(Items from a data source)
[START]
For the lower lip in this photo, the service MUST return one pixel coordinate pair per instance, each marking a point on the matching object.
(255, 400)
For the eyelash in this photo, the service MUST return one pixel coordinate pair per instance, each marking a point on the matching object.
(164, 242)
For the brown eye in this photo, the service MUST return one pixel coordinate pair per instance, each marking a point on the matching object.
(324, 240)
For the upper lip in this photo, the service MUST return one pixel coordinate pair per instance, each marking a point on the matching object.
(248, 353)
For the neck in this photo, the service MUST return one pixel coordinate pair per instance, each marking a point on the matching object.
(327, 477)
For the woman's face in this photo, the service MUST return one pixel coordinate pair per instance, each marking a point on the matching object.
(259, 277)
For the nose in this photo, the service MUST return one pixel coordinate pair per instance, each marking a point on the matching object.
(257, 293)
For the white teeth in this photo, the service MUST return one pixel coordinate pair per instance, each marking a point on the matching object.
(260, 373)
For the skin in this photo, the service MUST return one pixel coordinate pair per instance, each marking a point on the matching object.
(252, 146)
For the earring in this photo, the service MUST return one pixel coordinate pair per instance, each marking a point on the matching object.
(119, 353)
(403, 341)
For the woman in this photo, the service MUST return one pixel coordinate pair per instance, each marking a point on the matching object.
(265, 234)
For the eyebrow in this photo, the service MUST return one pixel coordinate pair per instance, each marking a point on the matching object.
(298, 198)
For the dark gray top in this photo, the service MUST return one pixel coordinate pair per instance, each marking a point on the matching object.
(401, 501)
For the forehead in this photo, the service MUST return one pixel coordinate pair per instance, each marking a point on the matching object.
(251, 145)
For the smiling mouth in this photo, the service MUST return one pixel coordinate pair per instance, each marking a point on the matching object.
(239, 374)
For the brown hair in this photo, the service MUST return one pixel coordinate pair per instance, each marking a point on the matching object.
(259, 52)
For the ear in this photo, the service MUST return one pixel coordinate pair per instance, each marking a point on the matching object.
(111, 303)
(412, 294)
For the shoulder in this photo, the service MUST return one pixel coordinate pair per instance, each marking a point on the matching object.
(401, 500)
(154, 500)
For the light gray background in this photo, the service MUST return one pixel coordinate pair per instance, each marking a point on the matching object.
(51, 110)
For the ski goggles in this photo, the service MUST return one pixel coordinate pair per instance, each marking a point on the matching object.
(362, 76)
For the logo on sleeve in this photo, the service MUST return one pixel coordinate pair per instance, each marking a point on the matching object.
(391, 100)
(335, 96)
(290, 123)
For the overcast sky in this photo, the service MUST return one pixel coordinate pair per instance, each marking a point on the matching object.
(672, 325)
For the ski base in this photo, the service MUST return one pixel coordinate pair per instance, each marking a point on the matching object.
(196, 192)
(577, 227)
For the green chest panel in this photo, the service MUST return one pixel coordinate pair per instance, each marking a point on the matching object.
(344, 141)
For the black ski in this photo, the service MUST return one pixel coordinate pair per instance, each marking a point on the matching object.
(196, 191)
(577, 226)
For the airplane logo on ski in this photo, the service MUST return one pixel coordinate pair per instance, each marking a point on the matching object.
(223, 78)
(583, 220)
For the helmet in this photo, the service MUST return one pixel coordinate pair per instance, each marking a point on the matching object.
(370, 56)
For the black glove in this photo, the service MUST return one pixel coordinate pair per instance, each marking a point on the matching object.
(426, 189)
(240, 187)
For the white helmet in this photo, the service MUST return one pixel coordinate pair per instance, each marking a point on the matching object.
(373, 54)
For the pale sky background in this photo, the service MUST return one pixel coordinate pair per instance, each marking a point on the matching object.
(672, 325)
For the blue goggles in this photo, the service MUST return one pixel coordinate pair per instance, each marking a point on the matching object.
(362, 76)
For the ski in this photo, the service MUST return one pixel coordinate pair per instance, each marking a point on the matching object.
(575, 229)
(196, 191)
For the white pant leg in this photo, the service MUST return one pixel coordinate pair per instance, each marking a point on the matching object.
[END]
Write out each line of the items above word for word.

### FULL ANSWER:
For the lower lip in this photo, the service MUST return one pixel coordinate pair per instance, each marking a point on the matching object.
(255, 400)
For the eyelash in this photo, the service MUST return one pixel coordinate pair per instance, each marking a point on the matching object.
(164, 242)
For the brown eye in this photo, the service MUST return one pixel coordinate pair per instance, each marking a point on the matching object.
(324, 240)
For the upper lip in this photo, the service MUST return one pixel coordinate pair per instance, each marking a point on the matching object.
(248, 353)
For the neck in this photo, the service MUST return one pixel coordinate pair per instance, each marking a point on the matching object.
(327, 477)
For the woman's face in this photo, the service MUST return one pixel coordinate pair per instance, each marking a point on the matching object.
(259, 277)
For the nose in this photo, the service MUST return one pixel coordinate pair per instance, each marking a point on the matching object.
(257, 293)
For the white teeth in this photo, the service MUST return one pixel coordinate pair per instance, each marking a point on the matching object.
(260, 373)
For the skin in this photo, the service MUST return one pixel coordinate pair per instance, each marking a point on the matching object.
(252, 146)
For the earring in this photo, the service MUST return one pixel coordinate pair per instance, each marking a point on the matching object.
(119, 353)
(403, 341)
For the woman in this photo, the service MUST return one pixel coordinate pair per instance, each marking a point on the matching object.
(265, 234)
For the eyebrow in this photo, the service MUST return one pixel coordinate pair per instance, each marking a point on the matching object.
(298, 198)
For the dark gray top in this photo, the service MUST return one pixel coordinate pair per instance, each marking a point on the matching object.
(401, 501)
For the forehead in this photo, the service MUST return one pixel coordinate pair per instance, each marking a point on the matching object.
(251, 145)
For the smiling mouth in this photo, the service MUST return one pixel coordinate pair per instance, each marking a point on the matching object.
(239, 374)
For the brown hair in this photo, the service MUST return one pixel coordinate pair per instance, each marking a point on the matching object.
(259, 52)
For the ear in this photo, the service MUST return one pixel coordinate pair per instance, each marking a point on the matching object.
(111, 303)
(412, 294)
For the shoulder in this photo, the service MUST return one pixel coordinate pair per instance, each marking a point on the matching object.
(401, 500)
(154, 500)
For the light gray background in this photo, the service MUST return one pixel coordinate pair per instance, each marking a point on the matching object.
(51, 110)
For the ski goggles in this photo, the service MUST return one pixel coordinate pair per instance, each marking a point on the matching object.
(362, 76)
For the logo on sleeve in this photo, the service MUST return one pixel coordinate pair per instance, each marking a point on the matching object.
(391, 100)
(335, 96)
(290, 123)
For the overcast sky in this photo, the service MUST return one pixel coordinate pair per instance, each marking a point on the matching object.
(672, 325)
For the ski base in this photo, the service MUST return one pixel coordinate pair per instance, each marking a point on the matching object.
(196, 192)
(577, 227)
For the green chest panel in this photo, the service MUST return one pixel coordinate pair per instance, each marking a point on the matching object.
(344, 141)
For the black ski in this photo, the service MUST return one pixel coordinate pair per instance, each marking a point on the matching object.
(196, 191)
(577, 226)
For the airplane logo on ski in this photo, the service MUST return one pixel coordinate pair per instance, each marking a point on the matching object.
(223, 78)
(583, 220)
For the helmet in this photo, the service MUST return one pixel coordinate pair per instance, each marking a point on the matching object.
(370, 56)
For the black glove in this photo, the service MUST return one pixel coordinate pair per instance, each marking a point on the matching object.
(426, 189)
(240, 187)
For the white helmet in this photo, the service MUST return one pixel coordinate pair per instance, each marking a point on the matching object.
(373, 54)
For the pale sky background in this photo, the service MUST return one pixel coordinate pair per instance, each marking a point on the matching object.
(672, 325)
For the blue goggles in this photo, the service MUST return one pixel coordinate pair per instance, each marking a point on the matching object.
(362, 76)
For the ski in this photo, the service MUST return one pixel coordinate pair per instance, each marking a point on the matching object.
(575, 229)
(196, 191)
For the white pant leg in this photo, the service MUST return one pixel coordinate pair per instance, each marking a point on the matching object.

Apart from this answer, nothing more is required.